_REQUIREMENTS_
(A) Can you output everything in the scalable-vectors RFC from "[RFC] Scalable vectors in TIR (#104)" down to "-1 * lanes."?
(B) Can you answer these from the scalable-vectors RFC, one answer a line, marked the same way?
(i) What start date does it give?
(ii) Its codegen discussion is specific to which extension in which architecture?
(iii) According to it, what can LLVM lower to SVE from?
(C) How would you translate this sentence from the scalable-vectors RFC into Spanish: "Since LLVM can lower to SVE from fixed bound loops, there wasn't a need to create explicit SVE loops at TVM's codegen level."

_EXTRACT TO READ_
== == ==

[RFC] Scalable vectors in TIR (#104)

* [RFC] Scalable vectors in TIR

This RFC is to add support for vector length agnostic programming in TVM
stack.

* Use vscale instead of vfactor

* Update the TVMScript predication API

Also add a note about expressing scalable lanes in runtime::DataType as
-1 * lanes.

* Use Buffer::load and Buffer::store in TVMScript instead of vstore/vload

* Discuss opportunities for meta shcedule support
diff --git a/rfcs/0104-scalable-vectors-in-tir.md b/rfcs/0104-scalable-vectors-in-tir.md
new file mode 100644
index 0000000..5935ecf
--- /dev/null
+++ b/rfcs/0104-scalable-vectors-in-tir.md
@@ -0,0 +1,275 @@
+- Feature Name: Scalable vectors in TIR
+- Start Date: 2023-08-24
+- RFC PR: [apache/tvm-rfcs#104](https://github.com/apache/tvm-rfcs/pull/104)
+- GitHub Issue: [apache/tvm#0000](https://github.com/apache/tvm/issues/0000)
+
+# Summary
+[summary]: #summary
+
+As part of the work to improve support for vector length agnostic (VLA) programming in TVM, we have been prototyping scalable vectors in TIR. The discussion related to codegen in this RFC would be specific to Scalable Vector Extension (SVE) in Arm(R) architecture, but the TIR enhancements will be architecture agnostic. To read more about SVE, see the [SVE overview](https://developer.arm.com/documentation/102476/0100/Overview?lang=en)
+
+This RFC corresponds to the second part of [the meta-RFC](https://discuss.tvm.apache.org/t/meta-rfc-vector-length-agnostic-vla-vectorization/13596) (with some changes to the initial plan).
+
+
+# Motivation
+[motivation]: #motivation
+
+Due to the significant improvements in LLVM over the past few years the full scale of changes as described in the [first RFC](https://github.com/apache/tvm-rfcs/pull/94) was no longer necessary. Since LLVM can lower to SVE from fixed bound loops, there wasn't a need to create explicit SVE loops at TVM's codegen level.

== == ==

_RECORDS SHOWN_
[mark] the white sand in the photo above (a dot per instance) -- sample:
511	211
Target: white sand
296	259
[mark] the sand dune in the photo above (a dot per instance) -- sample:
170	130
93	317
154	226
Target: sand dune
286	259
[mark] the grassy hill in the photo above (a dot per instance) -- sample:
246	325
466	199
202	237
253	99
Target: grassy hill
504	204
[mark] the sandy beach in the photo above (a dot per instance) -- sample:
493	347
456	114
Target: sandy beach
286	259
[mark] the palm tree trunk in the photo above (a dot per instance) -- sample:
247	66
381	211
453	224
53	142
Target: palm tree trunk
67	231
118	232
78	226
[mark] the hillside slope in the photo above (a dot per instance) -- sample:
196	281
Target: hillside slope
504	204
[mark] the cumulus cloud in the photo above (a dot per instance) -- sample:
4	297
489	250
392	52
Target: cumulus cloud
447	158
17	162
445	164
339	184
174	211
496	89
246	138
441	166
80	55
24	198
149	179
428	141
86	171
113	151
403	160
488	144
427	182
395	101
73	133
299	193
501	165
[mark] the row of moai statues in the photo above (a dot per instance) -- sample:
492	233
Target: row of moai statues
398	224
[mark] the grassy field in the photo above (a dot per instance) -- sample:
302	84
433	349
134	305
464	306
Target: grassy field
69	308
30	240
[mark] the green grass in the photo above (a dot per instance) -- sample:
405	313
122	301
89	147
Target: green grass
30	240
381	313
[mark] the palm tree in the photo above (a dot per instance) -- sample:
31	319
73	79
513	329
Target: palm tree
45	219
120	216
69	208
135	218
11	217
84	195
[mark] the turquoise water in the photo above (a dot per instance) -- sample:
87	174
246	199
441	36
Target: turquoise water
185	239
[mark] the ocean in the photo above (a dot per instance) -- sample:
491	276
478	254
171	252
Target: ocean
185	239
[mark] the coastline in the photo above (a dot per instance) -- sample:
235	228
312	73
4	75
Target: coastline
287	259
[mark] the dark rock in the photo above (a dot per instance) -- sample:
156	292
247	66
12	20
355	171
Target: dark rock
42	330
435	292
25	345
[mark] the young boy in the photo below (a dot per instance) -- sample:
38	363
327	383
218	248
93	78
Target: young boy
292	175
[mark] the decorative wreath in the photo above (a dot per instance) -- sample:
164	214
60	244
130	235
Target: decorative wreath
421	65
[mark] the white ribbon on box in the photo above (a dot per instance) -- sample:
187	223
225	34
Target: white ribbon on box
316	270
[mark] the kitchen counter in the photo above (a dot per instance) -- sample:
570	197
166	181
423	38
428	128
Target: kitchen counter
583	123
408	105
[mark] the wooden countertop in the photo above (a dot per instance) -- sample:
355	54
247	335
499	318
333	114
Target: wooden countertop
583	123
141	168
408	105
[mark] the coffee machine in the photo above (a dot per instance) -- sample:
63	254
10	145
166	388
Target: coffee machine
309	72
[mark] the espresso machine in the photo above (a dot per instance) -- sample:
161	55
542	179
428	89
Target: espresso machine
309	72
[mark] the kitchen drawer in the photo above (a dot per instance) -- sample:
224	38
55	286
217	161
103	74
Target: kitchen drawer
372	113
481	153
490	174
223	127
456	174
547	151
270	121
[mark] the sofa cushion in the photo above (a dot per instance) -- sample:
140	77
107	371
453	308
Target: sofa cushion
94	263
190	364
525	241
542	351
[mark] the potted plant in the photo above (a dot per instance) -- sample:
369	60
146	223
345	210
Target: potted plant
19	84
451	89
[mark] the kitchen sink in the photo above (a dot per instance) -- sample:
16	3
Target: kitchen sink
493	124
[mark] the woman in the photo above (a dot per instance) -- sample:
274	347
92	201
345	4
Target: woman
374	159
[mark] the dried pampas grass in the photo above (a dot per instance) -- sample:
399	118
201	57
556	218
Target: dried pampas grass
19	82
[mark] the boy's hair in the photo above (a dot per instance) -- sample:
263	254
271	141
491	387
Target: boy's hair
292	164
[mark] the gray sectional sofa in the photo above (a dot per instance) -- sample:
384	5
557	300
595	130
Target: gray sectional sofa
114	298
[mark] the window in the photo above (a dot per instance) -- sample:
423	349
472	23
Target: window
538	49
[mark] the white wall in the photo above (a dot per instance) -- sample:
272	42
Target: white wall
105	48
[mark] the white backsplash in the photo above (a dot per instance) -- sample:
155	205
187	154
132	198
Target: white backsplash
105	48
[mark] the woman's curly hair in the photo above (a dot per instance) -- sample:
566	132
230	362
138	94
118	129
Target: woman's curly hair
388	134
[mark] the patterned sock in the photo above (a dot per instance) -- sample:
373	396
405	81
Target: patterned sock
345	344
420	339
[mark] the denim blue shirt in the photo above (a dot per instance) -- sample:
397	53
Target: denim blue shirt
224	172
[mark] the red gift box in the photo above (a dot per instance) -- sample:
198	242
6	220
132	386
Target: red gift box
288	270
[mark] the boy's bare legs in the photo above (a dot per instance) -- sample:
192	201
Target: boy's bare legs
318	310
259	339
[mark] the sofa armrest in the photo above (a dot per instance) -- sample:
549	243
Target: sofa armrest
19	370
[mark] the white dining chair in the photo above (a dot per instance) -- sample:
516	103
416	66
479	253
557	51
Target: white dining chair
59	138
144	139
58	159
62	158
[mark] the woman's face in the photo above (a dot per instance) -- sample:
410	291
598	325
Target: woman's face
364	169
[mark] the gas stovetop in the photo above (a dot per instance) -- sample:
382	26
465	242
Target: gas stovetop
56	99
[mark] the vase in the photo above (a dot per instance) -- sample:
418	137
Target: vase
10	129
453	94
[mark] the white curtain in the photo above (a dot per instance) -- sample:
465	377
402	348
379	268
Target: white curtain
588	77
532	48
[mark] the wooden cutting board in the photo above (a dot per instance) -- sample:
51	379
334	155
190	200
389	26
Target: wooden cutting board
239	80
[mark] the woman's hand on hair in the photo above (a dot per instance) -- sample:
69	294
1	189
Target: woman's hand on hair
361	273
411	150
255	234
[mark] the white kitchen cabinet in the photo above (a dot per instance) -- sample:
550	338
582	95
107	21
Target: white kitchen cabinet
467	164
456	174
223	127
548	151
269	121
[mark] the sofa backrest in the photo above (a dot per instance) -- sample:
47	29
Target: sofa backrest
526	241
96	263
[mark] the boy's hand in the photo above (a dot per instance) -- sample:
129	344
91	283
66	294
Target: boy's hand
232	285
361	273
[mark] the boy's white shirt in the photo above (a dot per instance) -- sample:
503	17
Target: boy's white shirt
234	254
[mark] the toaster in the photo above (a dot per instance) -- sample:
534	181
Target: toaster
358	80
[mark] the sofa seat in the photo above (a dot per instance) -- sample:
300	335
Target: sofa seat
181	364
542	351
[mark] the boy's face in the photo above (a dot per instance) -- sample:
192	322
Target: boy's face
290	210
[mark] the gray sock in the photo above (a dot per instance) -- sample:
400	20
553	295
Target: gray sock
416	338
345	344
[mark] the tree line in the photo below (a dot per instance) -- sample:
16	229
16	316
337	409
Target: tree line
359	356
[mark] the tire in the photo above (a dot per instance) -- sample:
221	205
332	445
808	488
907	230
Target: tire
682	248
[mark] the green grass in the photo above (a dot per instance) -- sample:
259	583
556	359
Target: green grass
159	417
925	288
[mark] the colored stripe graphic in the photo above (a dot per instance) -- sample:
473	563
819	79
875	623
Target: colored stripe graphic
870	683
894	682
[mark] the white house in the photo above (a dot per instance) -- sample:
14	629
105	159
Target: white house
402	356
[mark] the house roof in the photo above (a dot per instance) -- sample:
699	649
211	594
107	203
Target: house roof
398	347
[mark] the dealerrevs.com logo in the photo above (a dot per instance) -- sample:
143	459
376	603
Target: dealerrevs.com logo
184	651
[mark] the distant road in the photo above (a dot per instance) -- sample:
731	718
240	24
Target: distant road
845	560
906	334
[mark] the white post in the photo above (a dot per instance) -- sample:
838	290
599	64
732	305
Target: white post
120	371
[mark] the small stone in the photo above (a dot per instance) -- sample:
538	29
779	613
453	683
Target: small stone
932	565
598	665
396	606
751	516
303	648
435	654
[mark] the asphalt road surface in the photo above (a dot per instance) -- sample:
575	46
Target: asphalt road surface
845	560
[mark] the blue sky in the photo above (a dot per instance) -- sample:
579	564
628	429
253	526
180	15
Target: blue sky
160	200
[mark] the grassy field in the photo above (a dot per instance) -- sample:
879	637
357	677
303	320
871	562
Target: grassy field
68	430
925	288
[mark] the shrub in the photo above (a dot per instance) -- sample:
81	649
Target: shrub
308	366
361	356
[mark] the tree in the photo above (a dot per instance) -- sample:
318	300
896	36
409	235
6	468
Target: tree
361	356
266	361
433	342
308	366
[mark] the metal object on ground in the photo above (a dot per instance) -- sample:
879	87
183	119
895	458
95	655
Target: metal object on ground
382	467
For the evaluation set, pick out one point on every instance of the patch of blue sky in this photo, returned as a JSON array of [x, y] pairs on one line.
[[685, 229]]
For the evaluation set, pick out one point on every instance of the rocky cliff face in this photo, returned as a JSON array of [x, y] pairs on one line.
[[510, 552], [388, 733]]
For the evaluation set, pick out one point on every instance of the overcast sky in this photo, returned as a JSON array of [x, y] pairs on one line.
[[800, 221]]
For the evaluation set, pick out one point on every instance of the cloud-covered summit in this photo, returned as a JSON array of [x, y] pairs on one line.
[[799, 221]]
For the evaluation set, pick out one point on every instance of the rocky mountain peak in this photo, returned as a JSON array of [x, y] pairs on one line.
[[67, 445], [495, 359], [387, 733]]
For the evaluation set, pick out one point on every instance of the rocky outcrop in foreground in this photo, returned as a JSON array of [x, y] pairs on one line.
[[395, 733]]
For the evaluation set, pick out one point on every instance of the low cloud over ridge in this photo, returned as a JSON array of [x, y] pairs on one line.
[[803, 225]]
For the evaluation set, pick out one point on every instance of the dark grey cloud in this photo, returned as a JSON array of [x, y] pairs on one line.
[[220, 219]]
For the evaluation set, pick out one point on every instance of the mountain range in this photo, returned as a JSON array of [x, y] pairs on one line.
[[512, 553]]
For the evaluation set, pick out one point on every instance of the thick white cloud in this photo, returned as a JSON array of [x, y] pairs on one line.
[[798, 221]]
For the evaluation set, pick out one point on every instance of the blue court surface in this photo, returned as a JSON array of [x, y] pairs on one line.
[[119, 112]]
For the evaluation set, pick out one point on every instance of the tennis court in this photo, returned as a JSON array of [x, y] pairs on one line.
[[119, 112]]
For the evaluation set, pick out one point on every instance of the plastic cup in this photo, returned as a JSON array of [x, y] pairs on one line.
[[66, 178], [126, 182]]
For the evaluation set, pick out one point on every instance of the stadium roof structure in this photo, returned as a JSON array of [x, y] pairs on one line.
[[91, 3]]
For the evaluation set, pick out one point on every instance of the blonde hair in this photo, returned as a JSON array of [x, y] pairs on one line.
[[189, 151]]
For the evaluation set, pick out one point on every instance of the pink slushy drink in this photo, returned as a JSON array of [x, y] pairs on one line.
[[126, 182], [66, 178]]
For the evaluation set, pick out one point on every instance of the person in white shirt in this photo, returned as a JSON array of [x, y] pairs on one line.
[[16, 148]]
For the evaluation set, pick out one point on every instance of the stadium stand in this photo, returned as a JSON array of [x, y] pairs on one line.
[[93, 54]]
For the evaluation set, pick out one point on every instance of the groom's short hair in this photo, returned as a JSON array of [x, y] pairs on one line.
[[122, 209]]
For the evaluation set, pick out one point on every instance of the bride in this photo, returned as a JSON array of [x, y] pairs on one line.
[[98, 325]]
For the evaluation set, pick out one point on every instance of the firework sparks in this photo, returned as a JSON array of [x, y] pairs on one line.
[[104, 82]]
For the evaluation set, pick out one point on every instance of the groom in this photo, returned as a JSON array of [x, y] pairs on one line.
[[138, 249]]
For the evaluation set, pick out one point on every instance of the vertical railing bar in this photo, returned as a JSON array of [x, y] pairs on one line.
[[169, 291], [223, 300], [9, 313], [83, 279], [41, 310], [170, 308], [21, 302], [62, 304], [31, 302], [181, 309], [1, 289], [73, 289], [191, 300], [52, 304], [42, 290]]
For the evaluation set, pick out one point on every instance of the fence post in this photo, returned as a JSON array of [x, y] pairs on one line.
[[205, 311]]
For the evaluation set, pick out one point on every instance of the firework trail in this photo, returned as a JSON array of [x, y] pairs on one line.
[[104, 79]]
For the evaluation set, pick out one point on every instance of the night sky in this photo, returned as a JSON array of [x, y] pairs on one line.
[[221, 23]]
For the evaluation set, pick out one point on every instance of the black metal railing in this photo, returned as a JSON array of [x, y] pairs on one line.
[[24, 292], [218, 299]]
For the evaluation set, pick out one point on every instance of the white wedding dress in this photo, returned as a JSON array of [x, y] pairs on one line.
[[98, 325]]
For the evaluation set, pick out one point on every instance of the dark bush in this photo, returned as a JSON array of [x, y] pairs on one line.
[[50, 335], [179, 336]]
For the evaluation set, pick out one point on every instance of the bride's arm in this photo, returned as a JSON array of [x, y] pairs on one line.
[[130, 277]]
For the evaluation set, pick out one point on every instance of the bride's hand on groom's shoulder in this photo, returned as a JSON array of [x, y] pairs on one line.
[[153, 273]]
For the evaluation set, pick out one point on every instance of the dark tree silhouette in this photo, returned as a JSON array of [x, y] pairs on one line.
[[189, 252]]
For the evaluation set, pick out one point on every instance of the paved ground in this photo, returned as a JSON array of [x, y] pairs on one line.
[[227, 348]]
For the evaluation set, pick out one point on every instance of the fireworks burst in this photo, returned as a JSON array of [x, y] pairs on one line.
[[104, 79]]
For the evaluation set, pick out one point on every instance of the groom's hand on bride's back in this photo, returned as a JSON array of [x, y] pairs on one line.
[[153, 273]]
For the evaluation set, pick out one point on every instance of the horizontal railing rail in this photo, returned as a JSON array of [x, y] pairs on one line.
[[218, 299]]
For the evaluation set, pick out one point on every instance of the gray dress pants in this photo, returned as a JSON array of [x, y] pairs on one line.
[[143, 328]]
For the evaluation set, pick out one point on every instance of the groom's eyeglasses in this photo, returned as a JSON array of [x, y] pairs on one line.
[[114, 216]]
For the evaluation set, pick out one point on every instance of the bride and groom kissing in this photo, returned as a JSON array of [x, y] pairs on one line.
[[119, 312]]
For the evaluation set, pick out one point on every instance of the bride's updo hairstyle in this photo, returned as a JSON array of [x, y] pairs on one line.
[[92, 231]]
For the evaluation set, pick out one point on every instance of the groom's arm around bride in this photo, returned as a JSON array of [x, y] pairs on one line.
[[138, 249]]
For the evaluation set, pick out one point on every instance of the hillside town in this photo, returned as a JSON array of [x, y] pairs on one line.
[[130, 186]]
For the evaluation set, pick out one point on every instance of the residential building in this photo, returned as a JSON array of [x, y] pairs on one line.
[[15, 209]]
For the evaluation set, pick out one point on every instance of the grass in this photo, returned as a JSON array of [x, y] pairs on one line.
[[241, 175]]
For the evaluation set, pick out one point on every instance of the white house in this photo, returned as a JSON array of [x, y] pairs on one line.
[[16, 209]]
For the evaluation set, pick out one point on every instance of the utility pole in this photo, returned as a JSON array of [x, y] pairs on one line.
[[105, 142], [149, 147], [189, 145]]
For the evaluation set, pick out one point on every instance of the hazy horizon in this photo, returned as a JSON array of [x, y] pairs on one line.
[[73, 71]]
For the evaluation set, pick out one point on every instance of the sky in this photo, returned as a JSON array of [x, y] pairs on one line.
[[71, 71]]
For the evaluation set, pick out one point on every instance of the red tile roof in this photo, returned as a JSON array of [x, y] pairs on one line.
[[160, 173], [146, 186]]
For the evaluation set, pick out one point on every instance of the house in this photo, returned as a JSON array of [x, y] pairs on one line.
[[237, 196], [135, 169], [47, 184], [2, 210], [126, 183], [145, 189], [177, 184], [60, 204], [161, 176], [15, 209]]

== == ==

_TASK RESPONSES_
(A)
[RFC] Scalable vectors in TIR (#104)

* [RFC] Scalable vectors in TIR

This RFC is to add support for vector length agnostic programming in TVM
stack.

* Use vscale instead of vfactor

* Update the TVMScript predication API

Also add a note about expressing scalable lanes in runtime::DataType as
-1 * lanes.

(B)
(i) 2023-08-24
(ii) The Scalable Vector Extension (SVE) in Arm architecture
(iii) Fixed bound loops

(C) Como LLVM puede bajar a SVE desde bucles de límites fijos, no hacía falta crear bucles SVE explícitos en el nivel de generación de código de TVM.